* _Short task a_
From the entries, extract every line that contains the string "this". Case counts.

[start of Text passage]

After this PR (FA still failing)

Testing on Providers: ['CPUExecutionProvider', 'WebGpuExecutionProvider']
=================================================================================

--- Testing Provider: CPUExecutionProvider ---
[CPU] Prefill_ColdStart    | In:16 Past:0 Total:16 -> ✅ PASS (Diff: 2.38e-07)
[CPU] Decode_Early         | In:1 Past:16 Total:17 -> ✅ PASS (Diff: 0.00e+00)
[CPU] Decode_Deep          | In:1 Past:64 Total:65 -> ✅ PASS (Diff: 0.00e+00)
[CPU] Speculative_Dec      | In:4 Past:20 Total:24 -> ✅ PASS (Diff: 1.79e-07)
[CPU] Batch_Prefill        | In:16 Past:0 Total:16 -> ✅ PASS (Diff: 1.79e-07)
[CPU] Batch_Decode         | In:1 Past:32 Total:33 -> ✅ PASS (Diff: 0.00e+00)
🎉 CPUExecutionProvider: ALL SCENARIOS PASSED.

--- Testing Provider: WebGpuExecutionProvider ---
[WebGpu] Prefill_ColdStart    | In:16 Past:0 Total:16 -> ❌ FAIL (Diff: 0.99350)
[WebGpu] Decode_Early         | In:1 Past:16 Total:17 -> ❌ FAIL (Diff: 0.65833)
[WebGpu] Decode_Deep          | In:1 Past:64 Total:65 -> ❌ FAIL (Diff: 0.54569)
[WebGpu] Speculative_Dec      | In:4 Past:20 Total:24 -> ❌ FAIL (Diff: 0.67574)
[WebGpu] Batch_Prefill        | In:16 Past:0 Total:16 -> ❌ FAIL (Diff: 0.99769)
[WebGpu] Batch_Decode         | In:1 Past:32 Total:33 -> ❌ FAIL (Diff: 0.65021)
⚠️ WebGpuExecutionProvider: FAILURES DETECTED.

Expand to see reproduction script

import numpy as np
from onnx import helper, TensorProto
import onnxruntime as ort
import dataclasses

# ==========================================
# 0. Test Harness Configuration
# ==========================================
@dataclasses.dataclass
class TestConfig:
    name: str
    batch_size: int
    seq_len: int        # Number of tokens to process NOW
    past_seq_len: int   # Number of tokens already in cache
    max_seq_len: int = 128

    @property
    def total_seq_len(self):
        return self.past_seq_len + self.seq_len

def create_session(model_def, provider):
    sess_options = ort.SessionOptions()
    sess_options.log_severity_level = 3

    try:
        return ort.InferenceSession(
            model_def.SerializeToString(),
            sess_options=sess_options,
            providers=[provider]
        )
    except Exception as e:
        print(f"⚠️ Failed to create session for {provider}: {e}")
        return None

# ==========================================
# 1. The Core Comparison Function
# ==========================================
def run_test_case(cfg: TestConfig, provider: str):
    print(f"[{provider.replace('ExecutionProvider', '')}] {cfg.name: <20} | In:{cfg.seq_len} Past:{cfg.past_seq_len} Total:{cfg.total_seq_len}", end="")

[end of Text passage]

* _Short task b_
Answer these questions from the test report, one per line:
(i) Which two providers were tested?
(ii) What difference was reported for the WebGpu Prefill_ColdStart scenario?
(iii) What default value does the script assign to max_seq_len?

[start of Data excerpts]

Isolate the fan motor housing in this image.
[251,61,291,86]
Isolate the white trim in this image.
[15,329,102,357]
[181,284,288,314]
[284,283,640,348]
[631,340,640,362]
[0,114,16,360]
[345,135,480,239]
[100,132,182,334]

[end of Data excerpts]

* _Full output a_
Isolate the fan motor housing in this image.
Isolate the white trim in this image.

* _Full output b_
(i) CPUExecutionProvider and WebGpuExecutionProvider
(ii) 0.99350
(iii) 128